Written exercise A: Can you repeat the thread on local coding models word for word, from "I'm working on" up to and including "full context window."?
Written exercise B: Which named software products (models or coding tools) does the thread on local coding models mention? List each once.

I was testing the 4-bit Qwen3 Coder Next on my 395+ board last night. IIRC it was maintaining around 30 tokens a second even with a large context window.
I haven't tried Minimax M2.5 yet. How do its capabilities compare to Qwen3 Coder Next in your testing?
I'm working on getting a good agentic coding workflow going with OpenCode and I had some issues with the Qwen model getting stuck in a tool calling loop.
Minimax passed this test, which even some SOTA models don't pass. But I haven't tried any agentic coding yet.
I wasn't able to allocate the full context length for Minimax with my current setup, I'm going to try quantizing the KV cache to see if I can fit the full context length into the RAM I've allocated to the GPU. Even at a 3 bit quant MiniMax is pretty heavy. Need to find a big enough context window, otherwise it'll be less useful for agentic coding. With Qwen3 Coder Next, I can use the full context window.
Yeah, I've also seen the occasional tool call looping in Qwen3 Coder Next, that seems to be an easy failure mode for that model to hit.

Extracted records:

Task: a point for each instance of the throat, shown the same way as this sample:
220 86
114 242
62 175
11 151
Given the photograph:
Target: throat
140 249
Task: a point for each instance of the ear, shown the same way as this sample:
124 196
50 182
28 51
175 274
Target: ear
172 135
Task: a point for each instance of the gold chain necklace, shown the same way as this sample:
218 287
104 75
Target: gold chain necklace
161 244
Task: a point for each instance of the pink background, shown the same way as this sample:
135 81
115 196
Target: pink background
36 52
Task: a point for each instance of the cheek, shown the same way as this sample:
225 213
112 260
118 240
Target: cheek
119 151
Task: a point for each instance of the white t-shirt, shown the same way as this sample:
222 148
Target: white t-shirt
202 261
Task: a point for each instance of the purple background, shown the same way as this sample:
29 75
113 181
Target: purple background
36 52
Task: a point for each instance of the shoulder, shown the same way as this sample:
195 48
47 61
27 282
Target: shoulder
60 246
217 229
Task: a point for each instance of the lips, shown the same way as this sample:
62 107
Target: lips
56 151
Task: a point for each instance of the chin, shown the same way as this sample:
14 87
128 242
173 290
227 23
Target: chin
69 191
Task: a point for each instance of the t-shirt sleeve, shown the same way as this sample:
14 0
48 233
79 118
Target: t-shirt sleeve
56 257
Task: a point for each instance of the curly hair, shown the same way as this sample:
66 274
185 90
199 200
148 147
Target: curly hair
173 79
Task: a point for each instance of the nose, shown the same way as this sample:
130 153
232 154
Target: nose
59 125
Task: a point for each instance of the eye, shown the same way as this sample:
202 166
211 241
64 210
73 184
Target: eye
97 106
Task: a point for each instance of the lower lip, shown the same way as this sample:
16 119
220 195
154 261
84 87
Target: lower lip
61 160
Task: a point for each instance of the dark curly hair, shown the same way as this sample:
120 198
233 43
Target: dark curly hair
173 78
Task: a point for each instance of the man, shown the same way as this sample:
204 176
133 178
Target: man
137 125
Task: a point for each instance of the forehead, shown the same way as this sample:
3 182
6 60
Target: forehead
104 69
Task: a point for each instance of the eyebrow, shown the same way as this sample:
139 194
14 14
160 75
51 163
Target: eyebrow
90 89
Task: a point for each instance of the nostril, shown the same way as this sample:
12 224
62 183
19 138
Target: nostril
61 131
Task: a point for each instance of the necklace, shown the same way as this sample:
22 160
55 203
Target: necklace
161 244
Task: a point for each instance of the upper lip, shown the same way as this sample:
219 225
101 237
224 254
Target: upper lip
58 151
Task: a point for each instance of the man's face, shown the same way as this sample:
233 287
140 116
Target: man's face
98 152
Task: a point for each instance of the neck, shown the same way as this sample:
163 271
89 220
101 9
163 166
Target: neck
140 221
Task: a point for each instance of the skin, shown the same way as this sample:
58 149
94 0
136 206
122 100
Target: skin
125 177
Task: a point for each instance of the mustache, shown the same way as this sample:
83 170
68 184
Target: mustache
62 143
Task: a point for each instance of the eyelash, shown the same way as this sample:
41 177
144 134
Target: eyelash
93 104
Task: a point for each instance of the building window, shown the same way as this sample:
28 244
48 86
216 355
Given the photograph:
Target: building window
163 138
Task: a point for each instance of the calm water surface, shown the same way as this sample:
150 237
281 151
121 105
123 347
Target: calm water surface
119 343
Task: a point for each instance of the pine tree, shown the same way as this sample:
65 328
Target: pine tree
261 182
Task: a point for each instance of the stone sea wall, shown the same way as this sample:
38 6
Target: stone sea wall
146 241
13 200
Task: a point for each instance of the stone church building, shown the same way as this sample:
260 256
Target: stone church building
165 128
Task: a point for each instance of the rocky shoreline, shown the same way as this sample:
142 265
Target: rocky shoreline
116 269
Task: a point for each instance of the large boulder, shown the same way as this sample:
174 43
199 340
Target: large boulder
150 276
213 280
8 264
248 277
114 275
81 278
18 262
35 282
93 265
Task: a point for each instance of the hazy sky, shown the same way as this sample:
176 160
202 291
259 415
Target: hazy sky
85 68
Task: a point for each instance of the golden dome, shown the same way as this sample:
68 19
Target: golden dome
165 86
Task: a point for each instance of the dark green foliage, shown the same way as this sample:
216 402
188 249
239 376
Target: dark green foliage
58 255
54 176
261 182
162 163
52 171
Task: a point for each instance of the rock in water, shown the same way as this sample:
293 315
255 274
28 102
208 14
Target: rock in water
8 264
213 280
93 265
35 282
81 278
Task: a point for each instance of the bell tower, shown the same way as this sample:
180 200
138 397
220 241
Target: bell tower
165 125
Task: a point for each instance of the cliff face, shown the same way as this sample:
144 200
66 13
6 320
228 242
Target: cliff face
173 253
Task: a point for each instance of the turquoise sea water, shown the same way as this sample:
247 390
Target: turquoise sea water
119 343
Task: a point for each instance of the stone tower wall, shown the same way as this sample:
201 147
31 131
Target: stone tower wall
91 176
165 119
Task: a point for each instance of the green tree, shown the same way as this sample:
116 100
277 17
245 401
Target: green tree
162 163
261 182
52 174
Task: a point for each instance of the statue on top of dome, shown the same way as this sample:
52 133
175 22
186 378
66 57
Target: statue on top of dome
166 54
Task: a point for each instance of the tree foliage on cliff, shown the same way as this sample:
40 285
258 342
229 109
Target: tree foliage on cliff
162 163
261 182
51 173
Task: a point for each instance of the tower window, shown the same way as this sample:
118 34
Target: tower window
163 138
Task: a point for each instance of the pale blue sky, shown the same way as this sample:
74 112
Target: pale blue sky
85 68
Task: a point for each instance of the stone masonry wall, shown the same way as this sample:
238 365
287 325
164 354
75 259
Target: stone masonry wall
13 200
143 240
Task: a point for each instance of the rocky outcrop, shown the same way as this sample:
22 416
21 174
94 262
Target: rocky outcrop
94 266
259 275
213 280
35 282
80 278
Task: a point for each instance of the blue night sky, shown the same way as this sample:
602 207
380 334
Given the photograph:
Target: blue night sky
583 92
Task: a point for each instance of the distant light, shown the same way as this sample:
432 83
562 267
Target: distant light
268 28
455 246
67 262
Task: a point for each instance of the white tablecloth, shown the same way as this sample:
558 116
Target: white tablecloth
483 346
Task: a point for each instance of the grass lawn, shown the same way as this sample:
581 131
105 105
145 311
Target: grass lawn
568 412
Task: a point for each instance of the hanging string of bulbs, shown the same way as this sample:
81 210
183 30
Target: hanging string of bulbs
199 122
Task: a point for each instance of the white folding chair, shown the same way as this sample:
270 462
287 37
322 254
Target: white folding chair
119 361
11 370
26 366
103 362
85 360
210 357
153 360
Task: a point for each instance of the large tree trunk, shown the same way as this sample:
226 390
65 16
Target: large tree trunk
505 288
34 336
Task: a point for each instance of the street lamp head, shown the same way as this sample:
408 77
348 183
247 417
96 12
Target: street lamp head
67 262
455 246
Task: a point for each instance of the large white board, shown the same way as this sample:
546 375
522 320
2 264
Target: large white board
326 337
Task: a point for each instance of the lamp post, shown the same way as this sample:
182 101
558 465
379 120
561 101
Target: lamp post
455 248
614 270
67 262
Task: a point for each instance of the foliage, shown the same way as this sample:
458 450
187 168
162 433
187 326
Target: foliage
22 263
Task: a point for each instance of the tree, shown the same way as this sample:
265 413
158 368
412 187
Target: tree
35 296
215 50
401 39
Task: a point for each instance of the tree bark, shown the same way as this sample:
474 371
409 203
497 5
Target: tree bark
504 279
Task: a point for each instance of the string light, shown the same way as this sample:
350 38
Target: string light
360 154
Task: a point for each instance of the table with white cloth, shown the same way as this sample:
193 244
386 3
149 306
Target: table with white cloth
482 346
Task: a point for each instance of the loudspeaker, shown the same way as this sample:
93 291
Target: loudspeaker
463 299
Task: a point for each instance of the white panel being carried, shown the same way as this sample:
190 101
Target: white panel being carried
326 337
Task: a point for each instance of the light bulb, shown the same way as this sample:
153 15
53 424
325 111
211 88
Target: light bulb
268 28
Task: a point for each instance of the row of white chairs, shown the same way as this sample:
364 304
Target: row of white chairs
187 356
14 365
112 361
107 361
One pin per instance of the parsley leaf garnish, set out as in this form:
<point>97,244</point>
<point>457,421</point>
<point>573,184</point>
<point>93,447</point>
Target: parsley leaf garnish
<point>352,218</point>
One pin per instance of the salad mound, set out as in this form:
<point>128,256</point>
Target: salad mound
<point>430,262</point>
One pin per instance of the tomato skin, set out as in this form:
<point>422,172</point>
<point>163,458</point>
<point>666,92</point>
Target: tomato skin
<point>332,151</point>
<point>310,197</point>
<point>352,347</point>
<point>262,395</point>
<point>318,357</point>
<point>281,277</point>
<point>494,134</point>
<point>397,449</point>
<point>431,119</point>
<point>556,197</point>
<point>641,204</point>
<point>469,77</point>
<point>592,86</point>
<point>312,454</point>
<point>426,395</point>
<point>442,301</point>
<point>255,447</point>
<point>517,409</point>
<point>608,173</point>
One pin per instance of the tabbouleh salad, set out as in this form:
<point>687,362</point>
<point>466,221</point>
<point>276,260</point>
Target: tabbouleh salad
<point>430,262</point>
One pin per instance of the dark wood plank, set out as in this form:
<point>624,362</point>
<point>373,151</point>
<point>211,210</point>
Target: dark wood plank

Response A:
I'm working on getting a good agentic coding workflow going with OpenCode and I had some issues with the Qwen model getting stuck in a tool calling loop.
Minimax passed this test, which even some SOTA models don't pass. But I haven't tried any agentic coding yet.
I wasn't able to allocate the full context length for Minimax with my current setup, I'm going to try quantizing the KV cache to see if I can fit the full context length into the RAM I've allocated to the GPU. Even at a 3 bit quant MiniMax is pretty heavy. Need to find a big enough context window, otherwise it'll be less useful for agentic coding. With Qwen3 Coder Next, I can use the full context window.

Response B:
- Qwen3 Coder Next
- Minimax M2.5
- OpenCode